*TEXT SEGMENT*
--------------------------------------------------
If you are going to rough it, cemeteries are a pretty good place to crash, check to make sure its not a local party place. I lean my bike against something put the mylar under the wheels and over the tope and crawl under it. The head bug nets are small light and will keep the critters off your head. I always take light fleece tights too because even a nite at 65 is pretty cold. I use a rack and usually take a thin fleece blanket.
I could go on but most of it would apply to much longer trips and you are asking about an alternative lifestyle even in the short term. These are bare essentials and I don't take too much more on my ridiculously long ones. Across Canada, US and other questionably stupid adventures.
Hopefully it will grab you and you will do another better prepared. Its an adventure and there will be times you wondered what the hell were you thinking. For me this type of travel I get to see and especially smell and hear whats out there and North America is vast and worth experiencing.
Good luck and enjoy it.


----------



## bradXism

Damn didn't notice it was posted in May! Maybe it will help someone else.


----------



## gaspi101

bradXism said:


> I always take a thermo-rest pad. they roll up very small, are light and its the ground that makes you so damn cold, even on warm days. Quick-dry long pants and longsleeve shirt and quick dry brimmed hat. Wal-mart has the nike golf hats with a larger brim. It will keep the rain off your face, sun out of your eyes and the bugs from getting to your head when they go thru a helmet vent. The shirt and pants usually have a spf to them and you can wear the collar up so your neck doesn't get raw. They are good to wear into places so you don't look like a total psycho your beard and hair are going to look pretty bad.. Baby wipes in the bag like containers hold up better than TP and you can clean up with them. your lower legs and face will get coated in road skum. 2 extra pair of socks, I use smart wools, no they are not hot and they wick moisture better than anything else and they don't get funky smelling. I change them during the day and let the other ones air out. A small container of baby powder
> Tikka headlamp, def a blinky tail light and wrap where the lense meets the body with electic tape so water doesn't get in. Small roll of dust tape. I use a small camel-back and 2 20 oz bottles. A gallon jug will fill these almost exactly. I don't like too big of a camelback because of the sweat issue and it kills my back, I am riding more than 12 hours a day.
> Square outdoor water faucet key. Cemeteries and churches have thes, church water is always good. i never had a problem with cemeteries but it isn't usually meant for drinking water. Don't get a tarp get a large mylar space blanket. They are much smaller and lighter and if you screwed up temp wise you can wrap yourself in it. Tools not mentioned, a proper sized spoke wrench and zip lock baggies for your cell phone, baby wipes and you can put food from boxes into them and then grab them from the bar bag. I don't get canned food its too heavy and I will need a can opener. On my long trips I have a leatherman wave which has a can opener and good pair of scissors. Plus I could McGiver my way out of anything with it. The tortilla type roll up bread and smooth peanut butter in a plastic jar are good. then grab a bunch of the sugar packets from a quickstop coffee kiosk. It doesn't make a mess and its good quick calories, put them in the zip lock bags.. i forgot to include I use a handle bar bag so I can grab these while riding. the gloves I use are Wal-mart light weight mechanic gloves. I cut off the index and middle finger of one hand so I can feel the stuff I need from my bar bag. this also prevent the sun from turning my hands into beef jerky.
--------------------------------------------------
*PROVIDED DATA*
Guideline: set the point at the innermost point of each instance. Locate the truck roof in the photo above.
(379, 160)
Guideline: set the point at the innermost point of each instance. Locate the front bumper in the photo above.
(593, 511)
--------------------------------------------------
*INSTRUCTIONS TO FOLLOW*
Please answer these from the bike-touring forum thread above:
(a) What does the writer put under the wheels and over the top of the leaning bike before crawling under it?
(b) What kind of socks does the quoted post say it uses?
(c) How many hours a day does the quoted post say the rider is riding?

*EXERCISE SOLUTION*
(a) The mylar.
(b) Smart wools.
(c) More than 12 hours a day.